Record di punti etichettati:
•••
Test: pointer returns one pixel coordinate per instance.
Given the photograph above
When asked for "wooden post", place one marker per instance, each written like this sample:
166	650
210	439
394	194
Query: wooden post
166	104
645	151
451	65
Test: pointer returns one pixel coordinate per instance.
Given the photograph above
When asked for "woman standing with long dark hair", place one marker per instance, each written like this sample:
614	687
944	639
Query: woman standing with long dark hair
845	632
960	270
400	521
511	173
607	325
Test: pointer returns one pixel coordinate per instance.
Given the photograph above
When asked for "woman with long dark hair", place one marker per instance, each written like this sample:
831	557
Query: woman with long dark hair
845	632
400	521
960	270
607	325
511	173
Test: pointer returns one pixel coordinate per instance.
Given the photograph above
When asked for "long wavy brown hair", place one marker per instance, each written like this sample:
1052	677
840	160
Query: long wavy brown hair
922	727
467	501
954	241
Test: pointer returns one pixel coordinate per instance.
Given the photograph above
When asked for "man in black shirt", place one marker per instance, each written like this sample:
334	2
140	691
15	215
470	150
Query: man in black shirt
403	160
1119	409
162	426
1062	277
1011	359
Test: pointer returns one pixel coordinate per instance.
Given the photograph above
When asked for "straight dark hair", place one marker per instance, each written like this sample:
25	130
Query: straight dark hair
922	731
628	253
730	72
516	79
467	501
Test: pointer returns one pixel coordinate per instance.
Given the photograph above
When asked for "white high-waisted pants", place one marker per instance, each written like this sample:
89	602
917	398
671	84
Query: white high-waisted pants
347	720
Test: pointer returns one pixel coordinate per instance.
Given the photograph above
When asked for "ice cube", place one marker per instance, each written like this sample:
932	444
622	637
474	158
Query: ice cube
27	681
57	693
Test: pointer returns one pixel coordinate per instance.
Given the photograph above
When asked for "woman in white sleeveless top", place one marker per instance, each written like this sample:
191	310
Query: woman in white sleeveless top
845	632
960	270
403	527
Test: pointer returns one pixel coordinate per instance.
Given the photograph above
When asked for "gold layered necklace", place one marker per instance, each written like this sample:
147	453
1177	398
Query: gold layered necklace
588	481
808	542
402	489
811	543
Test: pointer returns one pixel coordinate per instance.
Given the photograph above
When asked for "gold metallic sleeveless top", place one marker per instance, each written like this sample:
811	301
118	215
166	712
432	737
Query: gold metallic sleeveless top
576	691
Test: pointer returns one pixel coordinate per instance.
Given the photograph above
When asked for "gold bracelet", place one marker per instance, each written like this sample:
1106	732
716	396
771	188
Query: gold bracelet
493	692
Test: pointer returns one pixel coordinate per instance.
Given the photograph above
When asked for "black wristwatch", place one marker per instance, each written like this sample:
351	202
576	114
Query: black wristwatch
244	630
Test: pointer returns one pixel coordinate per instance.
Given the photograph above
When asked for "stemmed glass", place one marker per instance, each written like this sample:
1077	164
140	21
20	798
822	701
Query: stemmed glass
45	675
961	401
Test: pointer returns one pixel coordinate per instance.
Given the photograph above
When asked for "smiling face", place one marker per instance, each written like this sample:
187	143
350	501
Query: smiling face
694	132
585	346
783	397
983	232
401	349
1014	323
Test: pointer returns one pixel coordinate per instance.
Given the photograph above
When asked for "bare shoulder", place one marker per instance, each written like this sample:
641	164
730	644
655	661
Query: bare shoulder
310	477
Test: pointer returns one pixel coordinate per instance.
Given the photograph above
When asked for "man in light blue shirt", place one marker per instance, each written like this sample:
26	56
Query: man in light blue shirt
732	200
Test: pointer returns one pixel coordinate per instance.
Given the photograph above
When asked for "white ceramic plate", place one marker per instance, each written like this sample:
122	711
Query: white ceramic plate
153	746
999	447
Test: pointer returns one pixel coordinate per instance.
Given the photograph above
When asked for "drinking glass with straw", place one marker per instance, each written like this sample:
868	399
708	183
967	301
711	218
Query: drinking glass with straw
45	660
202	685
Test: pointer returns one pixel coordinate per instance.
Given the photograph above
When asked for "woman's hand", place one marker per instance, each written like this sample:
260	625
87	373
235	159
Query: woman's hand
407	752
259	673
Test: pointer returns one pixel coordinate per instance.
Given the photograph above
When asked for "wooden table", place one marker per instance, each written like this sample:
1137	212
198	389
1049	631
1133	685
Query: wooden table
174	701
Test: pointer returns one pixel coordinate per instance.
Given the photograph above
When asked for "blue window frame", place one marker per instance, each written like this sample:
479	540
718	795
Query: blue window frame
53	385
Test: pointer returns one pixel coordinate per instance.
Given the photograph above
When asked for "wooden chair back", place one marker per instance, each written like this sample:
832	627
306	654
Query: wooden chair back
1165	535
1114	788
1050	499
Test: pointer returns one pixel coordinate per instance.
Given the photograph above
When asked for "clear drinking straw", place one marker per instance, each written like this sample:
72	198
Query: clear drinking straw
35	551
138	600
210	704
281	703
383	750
•••
* Obiettivo *
Riporta tutte le righe del materiale in cui compare la parola "table".

* Risposta al compito *
When asked for "wooden table", place one marker per instance, each written like this sample:
Query: wooden table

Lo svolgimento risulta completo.